# WHAT IS EXPECTED
Return, word for word, the portion of the article on the future of TV that runs from "Samsung is launching" up to and including "winter is over.".

# PASSAGE SHOWN

Ready or Not, the Future of TV Is Upon Us
If there was ever a telltale moment for the TV industry, it is now.
More people in the U.S. watch more programming on more televisions for more time than ever before. More money is spent on subscriptions to watch programming on TV than ever before. More money is spent on TV advertising than ever before.
But the ways TV is watched, how ads are bought, and how viewers spend their TV subscription dollars are all changing dramatically. The path that these behaviors take going forward is neither certain nor preordained, and much of that process will not be up to the consumer.
Externalities will play a big factor -- the global pandemic and its enormous impact on entertainment consumption and behaviors have already made that clear. So too will inflation, the war in Europe, and global and national responses to climate change.
However, the biggest determinant will be the actions of critical suppliers in the TV entertainment ecosystem. What device manufacturers (TVs, dongles, streaming set-top boxes), programmers, distributors or advertisers do or don’t do will determine what content will be available where and to whom, and how much folks will have to pay (or not) for it.
Recent rumors out of NBCU are that the company may pull its top shows out of their prime-time slots and air them exclusively on Peacock.
On the other side of this issue, we’ve heard Warner Bros. Discovery CEO David Zaslav tell investors and the entire market that the company is bullish on the future of linear television and will no longer launch movies first -- or only -- on streaming.
Samsung is launching FAST channels in large volume -- directly distributing programming to its TV owners -- at the same time that is is raising what programming bundlers like Hulu have to pay (in cash and ad inventory) for access to those same viewers.
Local broadcast companies like Sinclair, Scripps and Nexstar are doubling down on over-the-air delivery and upping the content, distribution and promotion that they put behind their digital sub-networks, which are free to consumers and deliver more TV ad volume in aggregate than all ad-supported TV combined.
The actions above are but a tiny fraction of what has happened publicly in this space in the past month or so. The future of TV is playing out now. For those whose jobs revolve around the world of TV and entertainment video, your future is going to be significantly shaped (or reshaped) before winter is over.

(Items from a data source)

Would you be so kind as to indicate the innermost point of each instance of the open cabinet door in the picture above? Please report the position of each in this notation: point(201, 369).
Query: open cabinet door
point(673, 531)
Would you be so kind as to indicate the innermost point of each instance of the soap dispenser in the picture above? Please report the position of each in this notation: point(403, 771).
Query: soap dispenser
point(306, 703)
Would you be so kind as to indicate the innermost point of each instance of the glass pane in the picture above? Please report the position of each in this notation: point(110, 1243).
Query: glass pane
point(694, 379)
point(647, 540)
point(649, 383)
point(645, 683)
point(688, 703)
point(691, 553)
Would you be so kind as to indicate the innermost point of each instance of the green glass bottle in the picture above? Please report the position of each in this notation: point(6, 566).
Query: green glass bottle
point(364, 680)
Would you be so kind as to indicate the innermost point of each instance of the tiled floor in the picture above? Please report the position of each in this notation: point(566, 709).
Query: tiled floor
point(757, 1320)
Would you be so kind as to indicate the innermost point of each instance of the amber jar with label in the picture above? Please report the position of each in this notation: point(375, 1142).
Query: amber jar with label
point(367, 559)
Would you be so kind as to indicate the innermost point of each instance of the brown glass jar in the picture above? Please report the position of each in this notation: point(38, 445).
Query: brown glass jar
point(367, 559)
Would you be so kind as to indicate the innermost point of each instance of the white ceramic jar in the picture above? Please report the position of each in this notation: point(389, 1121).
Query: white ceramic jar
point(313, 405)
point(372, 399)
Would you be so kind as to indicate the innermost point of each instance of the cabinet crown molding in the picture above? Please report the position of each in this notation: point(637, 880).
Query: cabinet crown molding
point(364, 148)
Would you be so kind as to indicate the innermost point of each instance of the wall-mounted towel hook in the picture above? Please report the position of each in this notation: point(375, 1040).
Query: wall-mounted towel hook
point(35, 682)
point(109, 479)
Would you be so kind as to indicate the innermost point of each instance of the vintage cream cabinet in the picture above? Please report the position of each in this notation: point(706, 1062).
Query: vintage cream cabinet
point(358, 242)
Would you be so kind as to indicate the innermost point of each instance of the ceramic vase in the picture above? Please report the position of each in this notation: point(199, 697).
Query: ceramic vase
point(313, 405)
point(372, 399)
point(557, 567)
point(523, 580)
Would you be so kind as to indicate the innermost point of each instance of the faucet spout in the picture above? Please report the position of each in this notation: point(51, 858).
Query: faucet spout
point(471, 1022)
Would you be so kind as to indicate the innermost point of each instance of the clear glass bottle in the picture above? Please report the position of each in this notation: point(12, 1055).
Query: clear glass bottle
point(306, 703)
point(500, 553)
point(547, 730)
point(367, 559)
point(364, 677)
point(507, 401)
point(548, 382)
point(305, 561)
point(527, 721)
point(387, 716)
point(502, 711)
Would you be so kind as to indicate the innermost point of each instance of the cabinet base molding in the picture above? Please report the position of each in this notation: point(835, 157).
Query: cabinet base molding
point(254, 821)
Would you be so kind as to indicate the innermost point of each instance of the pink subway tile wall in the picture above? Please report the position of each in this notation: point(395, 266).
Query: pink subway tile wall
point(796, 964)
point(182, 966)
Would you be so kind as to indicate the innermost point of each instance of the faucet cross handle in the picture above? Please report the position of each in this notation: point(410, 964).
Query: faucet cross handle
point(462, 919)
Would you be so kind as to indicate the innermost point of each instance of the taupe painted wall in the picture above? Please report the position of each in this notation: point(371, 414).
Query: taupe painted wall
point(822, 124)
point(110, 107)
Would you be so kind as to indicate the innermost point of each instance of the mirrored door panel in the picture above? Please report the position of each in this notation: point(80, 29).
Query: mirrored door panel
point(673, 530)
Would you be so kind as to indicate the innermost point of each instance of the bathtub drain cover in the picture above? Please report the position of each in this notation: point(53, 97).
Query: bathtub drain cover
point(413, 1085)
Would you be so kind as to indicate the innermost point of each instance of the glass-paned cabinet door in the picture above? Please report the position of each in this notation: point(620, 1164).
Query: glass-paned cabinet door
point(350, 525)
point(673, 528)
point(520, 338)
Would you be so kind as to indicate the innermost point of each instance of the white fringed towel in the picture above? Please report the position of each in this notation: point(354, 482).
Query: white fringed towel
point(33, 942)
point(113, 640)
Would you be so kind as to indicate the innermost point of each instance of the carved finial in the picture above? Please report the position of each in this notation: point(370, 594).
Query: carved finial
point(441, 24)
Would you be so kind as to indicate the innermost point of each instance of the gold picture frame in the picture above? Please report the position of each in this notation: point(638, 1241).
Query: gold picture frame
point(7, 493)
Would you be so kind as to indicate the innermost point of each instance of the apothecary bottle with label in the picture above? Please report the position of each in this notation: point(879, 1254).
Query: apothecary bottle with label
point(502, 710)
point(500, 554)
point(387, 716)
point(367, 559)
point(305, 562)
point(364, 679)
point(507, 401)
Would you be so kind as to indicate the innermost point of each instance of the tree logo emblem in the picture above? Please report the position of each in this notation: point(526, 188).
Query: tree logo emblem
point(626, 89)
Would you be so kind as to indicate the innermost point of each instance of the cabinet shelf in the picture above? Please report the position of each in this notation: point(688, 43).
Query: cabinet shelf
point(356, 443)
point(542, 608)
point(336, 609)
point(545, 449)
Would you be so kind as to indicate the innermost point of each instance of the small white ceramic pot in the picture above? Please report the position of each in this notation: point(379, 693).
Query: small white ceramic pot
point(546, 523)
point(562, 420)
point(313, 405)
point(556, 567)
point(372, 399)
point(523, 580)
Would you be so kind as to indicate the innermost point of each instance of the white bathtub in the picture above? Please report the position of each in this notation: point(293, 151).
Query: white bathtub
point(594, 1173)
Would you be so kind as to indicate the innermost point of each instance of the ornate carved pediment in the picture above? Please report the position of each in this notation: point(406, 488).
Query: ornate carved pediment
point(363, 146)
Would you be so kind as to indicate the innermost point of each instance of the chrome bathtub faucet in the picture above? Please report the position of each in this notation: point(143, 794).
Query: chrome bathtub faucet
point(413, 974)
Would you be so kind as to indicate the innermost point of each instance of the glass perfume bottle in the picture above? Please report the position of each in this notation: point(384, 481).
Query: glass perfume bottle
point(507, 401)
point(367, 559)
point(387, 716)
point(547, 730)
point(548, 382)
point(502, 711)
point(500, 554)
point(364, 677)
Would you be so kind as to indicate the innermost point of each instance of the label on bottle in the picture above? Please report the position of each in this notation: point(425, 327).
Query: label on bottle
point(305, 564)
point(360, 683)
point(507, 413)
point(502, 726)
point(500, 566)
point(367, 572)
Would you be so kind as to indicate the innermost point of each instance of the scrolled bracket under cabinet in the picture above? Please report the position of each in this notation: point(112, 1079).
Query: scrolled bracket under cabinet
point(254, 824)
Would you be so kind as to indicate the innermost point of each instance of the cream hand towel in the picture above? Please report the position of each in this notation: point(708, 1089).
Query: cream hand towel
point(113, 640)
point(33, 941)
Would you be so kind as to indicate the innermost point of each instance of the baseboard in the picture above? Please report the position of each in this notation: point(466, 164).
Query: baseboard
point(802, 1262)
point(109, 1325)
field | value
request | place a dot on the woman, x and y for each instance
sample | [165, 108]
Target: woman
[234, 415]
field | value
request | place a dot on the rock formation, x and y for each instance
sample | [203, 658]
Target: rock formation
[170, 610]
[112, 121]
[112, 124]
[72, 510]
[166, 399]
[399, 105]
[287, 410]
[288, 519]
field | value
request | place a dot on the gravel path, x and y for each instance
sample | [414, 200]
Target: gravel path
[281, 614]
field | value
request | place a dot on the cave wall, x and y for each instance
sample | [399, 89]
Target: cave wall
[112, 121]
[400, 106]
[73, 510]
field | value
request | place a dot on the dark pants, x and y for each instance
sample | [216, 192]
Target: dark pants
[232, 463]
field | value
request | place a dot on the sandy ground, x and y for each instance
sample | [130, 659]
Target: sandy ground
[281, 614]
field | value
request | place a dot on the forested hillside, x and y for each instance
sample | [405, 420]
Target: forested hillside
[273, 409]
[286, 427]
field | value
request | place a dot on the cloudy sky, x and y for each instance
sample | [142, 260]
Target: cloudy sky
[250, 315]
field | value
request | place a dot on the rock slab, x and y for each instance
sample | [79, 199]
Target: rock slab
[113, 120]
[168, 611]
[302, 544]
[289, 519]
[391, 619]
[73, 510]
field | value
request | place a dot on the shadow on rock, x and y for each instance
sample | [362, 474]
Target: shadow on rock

# RESULT
Samsung is launching FAST channels in large volume -- directly distributing programming to its TV owners -- at the same time that is is raising what programming bundlers like Hulu have to pay (in cash and ad inventory) for access to those same viewers.
Local broadcast companies like Sinclair, Scripps and Nexstar are doubling down on over-the-air delivery and upping the content, distribution and promotion that they put behind their digital sub-networks, which are free to consumers and deliver more TV ad volume in aggregate than all ad-supported TV combined.
The actions above are but a tiny fraction of what has happened publicly in this space in the past month or so. The future of TV is playing out now. For those whose jobs revolve around the world of TV and entertainment video, your future is going to be significantly shaped (or reshaped) before winter is over.